** start of Extracted text **
Do You Care about Planescape Lore?


But characterizing me as hysterical and unreasonable isn't?

Strictly speaking, no, because the characterization is an accurate one based on how you have characterized the issue under discussion, and the people who have disagreed with you. It's not an insult to say that your actions in this regard have painted you in a dim light.

Yes, it is canon for canon's sake. I do believe that. The argument boils down to, "Well, it was established this way once, so, we must always do it that way and we can never revisit it because that will mean that maybe what we did back then wasn't as good of an idea as this new idea". And any criticism is brushed aside as "change for changes sake".

This is, in fact, not what the argument boils down to. You maintain that the people who disagree with you are holding onto canon simply for its own sake rather than exploring the question of merits, which is a distortion of their position. Ironically, you hold them as having a distorted view, that being their view of change (e.g. that they think it's change for its own sake). This is, in a word, unreasonable.

The recent articles and reactions are pretty typical. Why can't slaad be aberations? Well, the biggest criticism to the idea was that it changes what came before. The issue wasn't that the change is bad or stupid or anything else. It's that it changes what came before, therefore it's automatically bad and rejected. Is making Slaad a more Lovecraftian horror a la Shadows over Innsmouth out to corrupt the universe in the service to the Great Old Ones really a worse idea than inscrutable chaos frog demons? I don't know. Maybe. Could be.

This goes to the heart of your misrepresentation of the people who don't want to change existing elements of the game: that being your persistent failure to recognize that elements of existing lore/canon are a valid topic when debating the merits and/or faults of an idea. To you, the question of whether or not an idea has qualitative value is apparently not allowed to consider history or continuity - let alone the content of the existing canon - as part of that evaluation.
** end of Extracted text **
Set of tasks:
**a)** From the post about Planescape lore, list every sentence or heading that ends with a question mark.
**b)** Reproduce the passage of the post about Planescape lore starting at "Do You Care" and ending at "a dim light.".
**c)** In the post about Planescape lore, what was the biggest criticism of the idea that slaad could be aberrations?
** start of Recorded information **
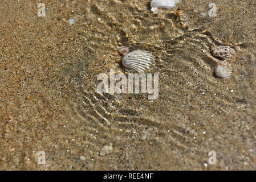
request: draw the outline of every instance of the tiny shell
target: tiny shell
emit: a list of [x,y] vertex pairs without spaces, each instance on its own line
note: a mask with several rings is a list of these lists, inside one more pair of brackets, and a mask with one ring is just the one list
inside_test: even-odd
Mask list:
[[128,53],[122,59],[124,67],[143,73],[151,68],[155,63],[151,53],[145,51],[135,51]]
[[122,46],[118,49],[118,52],[122,56],[125,56],[129,53],[129,47]]
[[222,63],[218,64],[215,68],[215,73],[218,77],[223,78],[229,78],[232,73],[230,65],[226,61],[224,61]]
[[151,3],[151,7],[161,7],[170,9],[175,7],[178,0],[152,0]]

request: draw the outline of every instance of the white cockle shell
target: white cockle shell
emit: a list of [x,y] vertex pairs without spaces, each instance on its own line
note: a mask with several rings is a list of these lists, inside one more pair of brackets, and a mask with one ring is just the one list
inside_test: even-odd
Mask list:
[[232,73],[230,65],[226,61],[224,61],[222,63],[218,64],[215,68],[215,73],[218,77],[223,78],[229,78]]
[[175,7],[178,0],[152,0],[151,3],[151,7],[161,7],[169,9]]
** end of Recorded information **
Solved problems:
**a)**
Do You Care about Planescape Lore?
But characterizing me as hysterical and unreasonable isn't?
Why can't slaad be aberations?
Is making Slaad a more Lovecraftian horror a la Shadows over Innsmouth out to corrupt the universe in the service to the Great Old Ones really a worse idea than inscrutable chaos frog demons?

**b)**
Do You Care about Planescape Lore?


But characterizing me as hysterical and unreasonable isn't?

Strictly speaking, no, because the characterization is an accurate one based on how you have characterized the issue under discussion, and the people who have disagreed with you. It's not an insult to say that your actions in this regard have painted you in a dim light.

**c)** The biggest criticism was that it changes what came before.